__Latihan Tertulis 1__:
Jawablah pertanyaan berikut berdasarkan artikel tentang Obsesif Visual Kompulsif #2.
(a) Di mana acara tersebut diselenggarakan?
(b) Hari jadi Sineping yang keberapa dirayakan dalam acara itu?
(c) Apa yang diterima para talent yang tampil sebagai jasa pengganti?
__Latihan Tertulis 2__:
Salin ulang bagian artikel tentang Obsesif Visual Kompulsif #2 tanpa perubahan sedikit pun, dimulai dari "Salah satu dilematik" dan diakhiri dengan "hari penyelenggaraan acara.".

__Halaman__:

━━━━━━━━━━

Dari Dilemma hingga Euphoria
Oleh teza "News Musik"
Showcase Obsesif Visual Kompulsif #2 akhirnya berhasil terselenggara dengan sangat kondusif, bertempat di Borneo Beerhouse, Kemang, Jakarta Selatan. Perhelatan yang berlangsung selama dua hari (6-7 Oktober) ini, menghadirkan beragam band-band cutting edge lokal, terutama yang klip musiknya pernah digarap oleh Sinema Pinggiran atau Sineping. Visi misi acara tersebut menjadi sebuah silaturahmi erat antara para kreator seni audio visual dengan para talenta-talenta musik, sekaligus merayakan hari jadi Sineping yang kini menginjak tahun ke- 4 perjalanan.
Allan Soebakir, selaku penggagas utama Obsesif Visual Kompulsif #2, sempat mengalami beberapa problematik sebelum acara tersebut berlangsung. Dengan latar minimnya finansial, dengan nada pesimis dirinya mengatakan bahwa pesta kedua Sineping ini agaknya akan kurang gereget. Jika melihat dari line-up band terutama bila dibandingkan dengan tahun lalu yang sukses menyedot sedikitnya 1.000 pengunjung.
Salah satu dilematik yang cukup dipusingkannya adalah tidak bisa memberi komisi jasa manggung bahkan ongkos transport sekalipun bagi band-band yang nantinya akan tampil di OVK#2. Dia berterus terang soal minimnya anggaran di tahun ini, tetapi yang diinginkannya OVK harus tetap berjalan sesuai rencana awal.
Lalu ia pun terfikir untuk mengalihkan dengan menyuguhkan minuman dari bar. Khusus bagi para talent yang tampil nantinya akan mendapat perjamuan minuman sebagai jasa pengganti. Beruntungnya, pihak Borneo Beerhouse tidak meminta bayaran sepeserpun untuk jasa sewa tempat, selama 2 hari penyelenggaraan acara.

━━━━━━━━━━

__Informasi Terekstraksi__:
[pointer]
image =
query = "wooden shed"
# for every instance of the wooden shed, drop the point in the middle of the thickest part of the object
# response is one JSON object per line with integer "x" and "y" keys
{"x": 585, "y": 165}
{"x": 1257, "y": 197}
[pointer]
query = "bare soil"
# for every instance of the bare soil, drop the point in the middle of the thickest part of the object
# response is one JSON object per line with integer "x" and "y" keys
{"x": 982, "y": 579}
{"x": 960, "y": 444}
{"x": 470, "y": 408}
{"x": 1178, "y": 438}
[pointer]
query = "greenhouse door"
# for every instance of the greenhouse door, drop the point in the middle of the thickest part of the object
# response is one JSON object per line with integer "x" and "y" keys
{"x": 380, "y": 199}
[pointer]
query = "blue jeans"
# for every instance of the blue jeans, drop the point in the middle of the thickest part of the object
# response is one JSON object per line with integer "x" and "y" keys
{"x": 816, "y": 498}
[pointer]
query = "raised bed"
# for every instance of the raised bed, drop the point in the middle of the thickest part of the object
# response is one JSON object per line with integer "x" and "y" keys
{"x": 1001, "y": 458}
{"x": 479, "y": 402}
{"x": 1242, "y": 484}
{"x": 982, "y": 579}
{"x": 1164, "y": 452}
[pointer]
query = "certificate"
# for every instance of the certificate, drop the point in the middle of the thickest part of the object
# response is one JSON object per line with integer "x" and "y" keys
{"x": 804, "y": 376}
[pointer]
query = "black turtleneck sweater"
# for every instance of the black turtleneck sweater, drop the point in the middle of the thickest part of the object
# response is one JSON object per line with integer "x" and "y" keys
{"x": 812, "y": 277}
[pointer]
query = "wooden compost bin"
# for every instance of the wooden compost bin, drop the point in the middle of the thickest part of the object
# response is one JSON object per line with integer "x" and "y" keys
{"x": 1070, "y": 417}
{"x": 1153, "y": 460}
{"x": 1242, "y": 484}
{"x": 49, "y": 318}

━━━━━━━━━━

__Penyelesaian Lengkap 1__:
(a) Di Borneo Beerhouse, Kemang, Jakarta Selatan.
(b) Hari jadi yang ke-4.
(c) Perjamuan minuman dari bar.

__Penyelesaian Lengkap 2__:
Salah satu dilematik yang cukup dipusingkannya adalah tidak bisa memberi komisi jasa manggung bahkan ongkos transport sekalipun bagi band-band yang nantinya akan tampil di OVK#2. Dia berterus terang soal minimnya anggaran di tahun ini, tetapi yang diinginkannya OVK harus tetap berjalan sesuai rencana awal.
Lalu ia pun terfikir untuk mengalihkan dengan menyuguhkan minuman dari bar. Khusus bagi para talent yang tampil nantinya akan mendapat perjamuan minuman sebagai jasa pengganti. Beruntungnya, pihak Borneo Beerhouse tidak meminta bayaran sepeserpun untuk jasa sewa tempat, selama 2 hari penyelenggaraan acara.